Directive A —
Answer these questions from the text on arrow shafts and arrowheads:
(i) What condition must consecutive data points meet to form an arrow's shaft?
(ii) In the example shown in Figure 5, which data points does the shaft span?
(iii) How many data points from the shaft are added to each candidate arrowhead?
Directive B — From the text on arrow shafts and arrowheads, quote the passage from "The shaft of" to "two candidate arrowheads.".
Directive C — Extend the text on arrow shafts and arrowheads, picking up after its final sentence.

Text shown —
-*-*-

The shaft of an arrow is identified as the largest set of consecutive data points for which the inverse curvature is greater than zero. For example, Figure 5 shows a double-headed arrow and its inverse curvature representation. In this case, the shaft extends from data point 28 to 81. Data points that precede and follow the shaft are considered to be potential arrowheads. To facilitate recognition of the arrowheads, it is desirable for the candidate arrowheads to contain a small piece of the shaft. Thus, candidate arrowheads are augmented with eight data points from the appropriate end of the shaft. Augmenting the arrowheads in this fashion also ensures that each candidate arrow has two candidate arrowheads.

-*-*-

Some records —
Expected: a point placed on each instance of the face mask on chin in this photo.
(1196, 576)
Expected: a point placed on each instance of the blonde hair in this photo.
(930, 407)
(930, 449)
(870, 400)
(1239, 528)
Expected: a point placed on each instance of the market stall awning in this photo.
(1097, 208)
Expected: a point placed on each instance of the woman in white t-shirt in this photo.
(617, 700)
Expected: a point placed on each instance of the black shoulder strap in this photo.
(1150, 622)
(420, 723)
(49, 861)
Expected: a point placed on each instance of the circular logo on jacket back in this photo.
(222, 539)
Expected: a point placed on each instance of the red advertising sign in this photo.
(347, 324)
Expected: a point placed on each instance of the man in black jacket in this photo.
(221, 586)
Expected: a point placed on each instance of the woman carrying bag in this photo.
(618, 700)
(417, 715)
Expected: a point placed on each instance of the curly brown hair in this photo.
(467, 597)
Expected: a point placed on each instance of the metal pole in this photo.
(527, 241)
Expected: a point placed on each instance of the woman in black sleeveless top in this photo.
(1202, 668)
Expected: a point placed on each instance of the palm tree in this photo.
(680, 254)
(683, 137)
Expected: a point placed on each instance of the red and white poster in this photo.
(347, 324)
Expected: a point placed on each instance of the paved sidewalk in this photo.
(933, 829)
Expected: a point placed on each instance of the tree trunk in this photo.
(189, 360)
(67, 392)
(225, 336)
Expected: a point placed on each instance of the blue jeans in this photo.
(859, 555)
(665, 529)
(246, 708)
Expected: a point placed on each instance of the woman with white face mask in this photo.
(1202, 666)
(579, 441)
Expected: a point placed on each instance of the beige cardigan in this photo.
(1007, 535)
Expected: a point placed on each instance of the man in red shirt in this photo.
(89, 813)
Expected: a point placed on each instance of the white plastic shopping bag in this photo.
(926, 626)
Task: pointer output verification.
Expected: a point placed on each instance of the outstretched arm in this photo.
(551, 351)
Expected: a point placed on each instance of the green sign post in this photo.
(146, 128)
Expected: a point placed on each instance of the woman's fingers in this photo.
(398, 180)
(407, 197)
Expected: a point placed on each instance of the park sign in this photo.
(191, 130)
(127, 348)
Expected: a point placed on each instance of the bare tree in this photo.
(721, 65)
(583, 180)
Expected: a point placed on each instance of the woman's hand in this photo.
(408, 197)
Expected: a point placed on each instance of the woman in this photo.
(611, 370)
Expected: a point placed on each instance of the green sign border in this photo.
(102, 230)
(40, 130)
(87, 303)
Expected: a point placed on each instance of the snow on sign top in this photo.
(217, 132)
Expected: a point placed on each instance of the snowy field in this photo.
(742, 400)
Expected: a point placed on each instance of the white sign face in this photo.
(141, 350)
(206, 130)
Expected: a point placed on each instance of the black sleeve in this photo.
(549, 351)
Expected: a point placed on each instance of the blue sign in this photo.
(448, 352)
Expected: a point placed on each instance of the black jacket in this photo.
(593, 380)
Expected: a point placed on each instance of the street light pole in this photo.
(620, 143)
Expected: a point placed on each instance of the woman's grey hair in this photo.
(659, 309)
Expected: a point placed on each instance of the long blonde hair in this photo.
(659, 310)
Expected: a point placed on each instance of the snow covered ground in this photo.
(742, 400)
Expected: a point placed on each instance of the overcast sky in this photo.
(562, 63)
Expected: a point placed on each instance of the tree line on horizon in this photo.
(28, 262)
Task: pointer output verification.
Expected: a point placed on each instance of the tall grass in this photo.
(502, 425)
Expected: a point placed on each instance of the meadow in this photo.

-*-*-

Exercise response A —
(i) The shaft is the largest set of consecutive data points whose inverse curvature is greater than zero.
(ii) It extends from data point 28 to 81.
(iii) Eight data points.

Exercise response B —
The shaft of an arrow is identified as the largest set of consecutive data points for which the inverse curvature is greater than zero. For example, Figure 5 shows a double-headed arrow and its inverse curvature representation. In this case, the shaft extends from data point 28 to 81. Data points that precede and follow the shaft are considered to be potential arrowheads. To facilitate recognition of the arrowheads, it is desirable for the candidate arrowheads to contain a small piece of the shaft. Thus, candidate arrowheads are augmented with eight data points from the appropriate end of the shaft. Augmenting the arrowheads in this fashion also ensures that each candidate arrow has two candidate arrowheads.

Exercise response C —
Once the two candidate arrowheads have been located, we use a bitmap representation and a neural network classifier to determine if the candidate arrowheads actually are arrowheads. To begin, a candidate arrowhead is uniformly scaled and sampled to produce a binary bitmap. The bitmap is then transformed into a sort of distance map. Black pixels in the binary bitmap are represented by a +1 in the distance map. Nonblack pixels that neighbor black pixels are represented by a 0 in the map. All other pixels are represented by a −1. The map is essentially a gray-scale image in which three shades of gray (black, gray, and white) are used to blur the original image. We have found that using this form of gray-scale image results in higher recognition accuracy than the binary bitmaps.

The gray-scale bitmaps are classified with a neural network consisting of an input layer with 289 units, a hidden layer with 20 units, and an output layer with 12 units. Each input unit corresponds to a pixel in the gray-scale image. Each output unit corresponds to a particular arrowhead orientation or to a particular type of nonarrowhead. The network classifies arrowheads as having an orientation of 0°, 45°, 90°, 135°, 180°, 225°, 270°, or 315°. The nonarrowhead classifications include horizontal line, vertical line, diagonal line with positive slope, and diagonal line with negative slope.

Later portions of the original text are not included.